[Items listed in a dataset]
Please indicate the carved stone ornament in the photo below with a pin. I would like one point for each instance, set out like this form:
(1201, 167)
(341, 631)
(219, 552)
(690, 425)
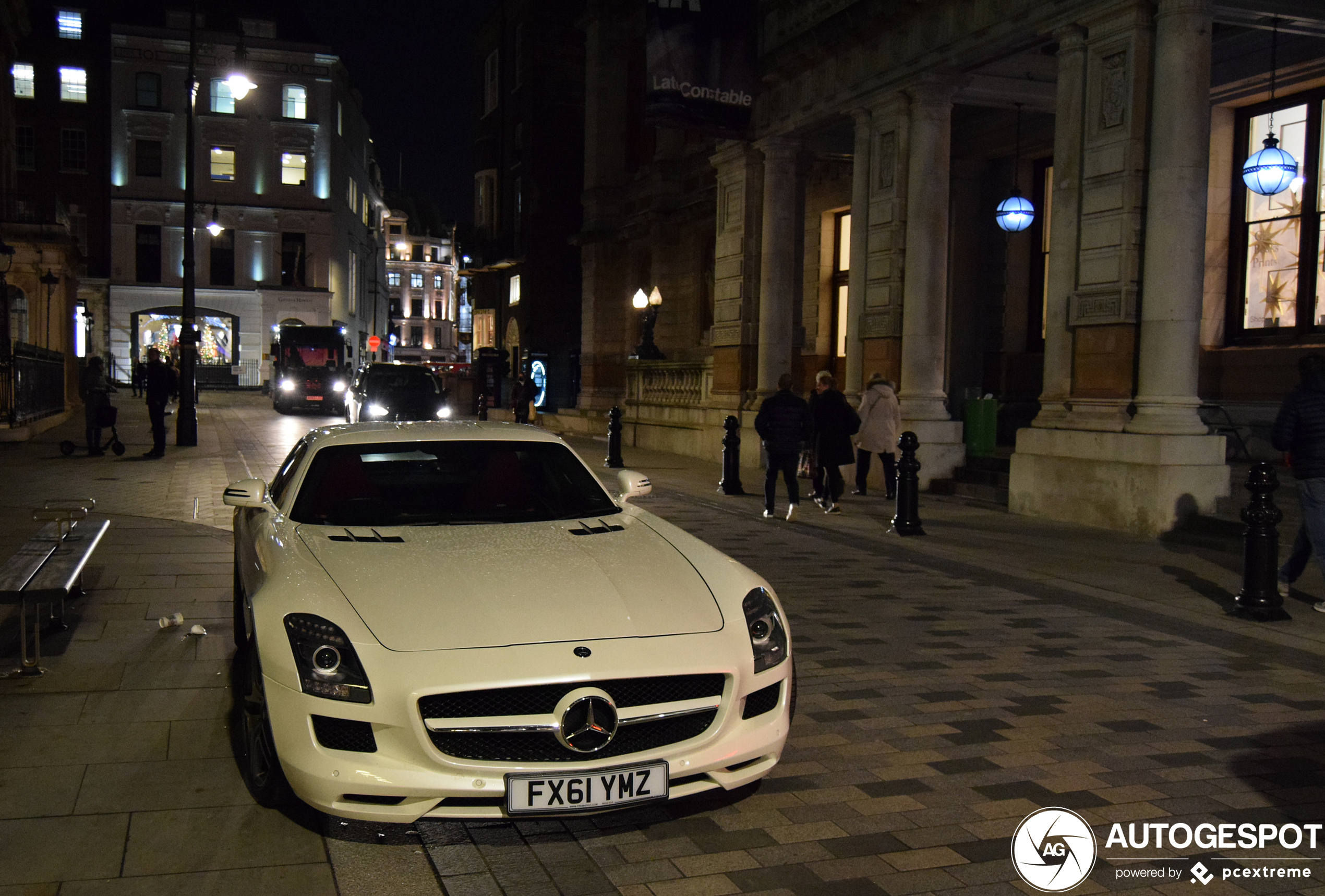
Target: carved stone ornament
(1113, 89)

...

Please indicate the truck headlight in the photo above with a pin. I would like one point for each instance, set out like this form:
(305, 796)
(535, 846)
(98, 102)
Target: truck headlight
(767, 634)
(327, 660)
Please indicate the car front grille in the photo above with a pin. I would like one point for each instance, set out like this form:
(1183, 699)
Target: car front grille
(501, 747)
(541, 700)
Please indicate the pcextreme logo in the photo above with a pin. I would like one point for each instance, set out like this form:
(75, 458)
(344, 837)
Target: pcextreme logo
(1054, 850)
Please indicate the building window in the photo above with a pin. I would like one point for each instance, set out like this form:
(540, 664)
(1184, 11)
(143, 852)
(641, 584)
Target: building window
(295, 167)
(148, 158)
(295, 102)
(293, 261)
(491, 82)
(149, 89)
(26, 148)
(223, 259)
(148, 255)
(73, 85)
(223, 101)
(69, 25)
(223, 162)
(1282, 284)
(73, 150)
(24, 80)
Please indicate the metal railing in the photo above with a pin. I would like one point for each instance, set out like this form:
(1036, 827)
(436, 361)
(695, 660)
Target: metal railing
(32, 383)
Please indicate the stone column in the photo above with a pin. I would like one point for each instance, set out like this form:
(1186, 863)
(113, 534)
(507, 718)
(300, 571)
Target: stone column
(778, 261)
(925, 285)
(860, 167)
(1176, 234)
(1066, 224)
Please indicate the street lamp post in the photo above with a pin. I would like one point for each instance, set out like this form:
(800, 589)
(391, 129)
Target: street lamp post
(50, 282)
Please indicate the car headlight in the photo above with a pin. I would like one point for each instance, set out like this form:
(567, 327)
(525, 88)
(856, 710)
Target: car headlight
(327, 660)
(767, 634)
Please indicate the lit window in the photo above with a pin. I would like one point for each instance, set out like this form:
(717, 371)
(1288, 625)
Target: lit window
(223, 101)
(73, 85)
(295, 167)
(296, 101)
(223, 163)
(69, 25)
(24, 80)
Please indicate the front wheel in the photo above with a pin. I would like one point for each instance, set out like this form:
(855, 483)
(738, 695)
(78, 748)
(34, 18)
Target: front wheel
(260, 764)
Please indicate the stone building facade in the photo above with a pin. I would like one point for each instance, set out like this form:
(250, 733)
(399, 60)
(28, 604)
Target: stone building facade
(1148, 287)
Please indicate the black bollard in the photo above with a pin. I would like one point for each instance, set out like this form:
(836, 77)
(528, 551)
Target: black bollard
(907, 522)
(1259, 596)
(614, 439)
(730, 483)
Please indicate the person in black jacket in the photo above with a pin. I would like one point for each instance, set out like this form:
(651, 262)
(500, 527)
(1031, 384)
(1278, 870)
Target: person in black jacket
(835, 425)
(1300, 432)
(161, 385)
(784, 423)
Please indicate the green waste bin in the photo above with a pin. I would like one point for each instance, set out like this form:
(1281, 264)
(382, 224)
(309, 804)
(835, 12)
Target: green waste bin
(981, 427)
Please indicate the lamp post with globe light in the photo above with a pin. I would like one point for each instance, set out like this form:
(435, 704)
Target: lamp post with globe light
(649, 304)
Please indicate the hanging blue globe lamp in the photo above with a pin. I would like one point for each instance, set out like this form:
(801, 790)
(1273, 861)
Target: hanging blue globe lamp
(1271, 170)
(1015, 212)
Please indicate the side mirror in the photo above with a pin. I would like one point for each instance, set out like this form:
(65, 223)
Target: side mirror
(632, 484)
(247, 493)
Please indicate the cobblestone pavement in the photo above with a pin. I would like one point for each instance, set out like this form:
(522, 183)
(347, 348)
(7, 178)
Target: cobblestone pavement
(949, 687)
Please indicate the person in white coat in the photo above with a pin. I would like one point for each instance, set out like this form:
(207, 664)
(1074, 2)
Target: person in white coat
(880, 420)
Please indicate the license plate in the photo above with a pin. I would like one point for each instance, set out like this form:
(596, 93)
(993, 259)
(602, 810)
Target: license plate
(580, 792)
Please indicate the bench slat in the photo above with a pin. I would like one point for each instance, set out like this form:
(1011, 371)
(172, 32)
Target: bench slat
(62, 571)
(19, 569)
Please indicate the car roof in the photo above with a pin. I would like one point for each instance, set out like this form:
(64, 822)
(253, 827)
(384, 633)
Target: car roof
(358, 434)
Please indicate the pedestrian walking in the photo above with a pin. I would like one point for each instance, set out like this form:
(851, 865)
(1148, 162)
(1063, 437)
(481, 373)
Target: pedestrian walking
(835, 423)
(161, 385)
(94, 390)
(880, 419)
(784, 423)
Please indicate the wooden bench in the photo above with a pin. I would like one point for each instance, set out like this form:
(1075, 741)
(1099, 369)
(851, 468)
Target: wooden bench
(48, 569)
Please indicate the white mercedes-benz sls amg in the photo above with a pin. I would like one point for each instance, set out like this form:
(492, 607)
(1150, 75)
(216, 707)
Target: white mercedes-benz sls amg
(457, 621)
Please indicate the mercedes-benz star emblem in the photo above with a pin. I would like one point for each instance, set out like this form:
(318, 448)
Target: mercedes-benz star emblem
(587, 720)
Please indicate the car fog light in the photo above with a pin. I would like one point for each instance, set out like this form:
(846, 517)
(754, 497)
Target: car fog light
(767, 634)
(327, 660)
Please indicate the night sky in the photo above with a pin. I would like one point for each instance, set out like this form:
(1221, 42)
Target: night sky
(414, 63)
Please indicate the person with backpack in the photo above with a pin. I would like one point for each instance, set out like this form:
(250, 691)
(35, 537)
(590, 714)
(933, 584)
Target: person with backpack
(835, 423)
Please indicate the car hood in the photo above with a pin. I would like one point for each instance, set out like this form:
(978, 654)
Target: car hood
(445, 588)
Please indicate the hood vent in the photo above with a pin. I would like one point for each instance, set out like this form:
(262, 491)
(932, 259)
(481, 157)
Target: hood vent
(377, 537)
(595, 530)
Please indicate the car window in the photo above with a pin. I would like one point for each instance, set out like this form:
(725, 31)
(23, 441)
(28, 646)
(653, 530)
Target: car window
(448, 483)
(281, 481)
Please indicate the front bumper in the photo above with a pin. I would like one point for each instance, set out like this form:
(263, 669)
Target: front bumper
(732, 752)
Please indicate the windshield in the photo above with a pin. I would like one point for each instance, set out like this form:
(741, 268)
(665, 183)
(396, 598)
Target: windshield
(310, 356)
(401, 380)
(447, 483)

Exercise objective: Collect every line in the material above that contains the string "license", treating uppercase and lowercase as different.

Finished task:
Please indicate the license plate in the photo above with a pin. I would like one point for each instance, set out like this form:
Target: license plate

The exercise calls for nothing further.